Exercise ▸ Copy out the review of The Haunting in Connecticut word for word, in full.

Selected text ▸
Monday, July 27, 2009

Where Are The Scares?

It’s time I take a look at a movie filled with horror movie clichés and cheap scare tactics in this years haunted house movie – The Haunting in Connecticut.
If you couldn’t guess by now, I really did not enjoy this movie. The film was filled with things that we’ve seen before, and we’ve seen them done better. The movie felt like it was three hours long, it just kept dragging on and on with nothing remotely interesting happening.
The film is set in 1987 and it centers itself on Matt Campbell, a teenage boy who is being treated for cancer with a new trial therapy. After seeing how sick her son becomes during their long commutes home, his mother rents a nearby house, which we learn that it was once a funeral home.
When they are cleaning the house, Matt decides to set up his room in the basement and in doing this they discover a mortuary room. After this the family starts to become victims to some common supernatural events (doors slamming and lights flickering).

The data ▸
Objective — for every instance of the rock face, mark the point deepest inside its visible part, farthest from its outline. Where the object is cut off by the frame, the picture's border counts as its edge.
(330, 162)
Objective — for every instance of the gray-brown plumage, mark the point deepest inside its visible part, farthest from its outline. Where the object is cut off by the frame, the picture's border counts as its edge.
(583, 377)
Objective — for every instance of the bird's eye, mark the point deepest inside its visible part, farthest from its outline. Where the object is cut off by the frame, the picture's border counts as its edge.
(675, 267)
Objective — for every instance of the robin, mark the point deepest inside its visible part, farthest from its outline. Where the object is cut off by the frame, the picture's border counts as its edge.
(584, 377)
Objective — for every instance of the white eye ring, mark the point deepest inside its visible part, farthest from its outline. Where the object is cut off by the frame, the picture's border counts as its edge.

Answer below ▸
Monday, July 27, 2009

Where Are The Scares?

It’s time I take a look at a movie filled with horror movie clichés and cheap scare tactics in this years haunted house movie – The Haunting in Connecticut.
If you couldn’t guess by now, I really did not enjoy this movie. The film was filled with things that we’ve seen before, and we’ve seen them done better. The movie felt like it was three hours long, it just kept dragging on and on with nothing remotely interesting happening.
The film is set in 1987 and it centers itself on Matt Campbell, a teenage boy who is being treated for cancer with a new trial therapy. After seeing how sick her son becomes during their long commutes home, his mother rents a nearby house, which we learn that it was once a funeral home.
When they are cleaning the house, Matt decides to set up his room in the basement and in doing this they discover a mortuary room. After this the family starts to become victims to some common supernatural events (doors slamming and lights flickering).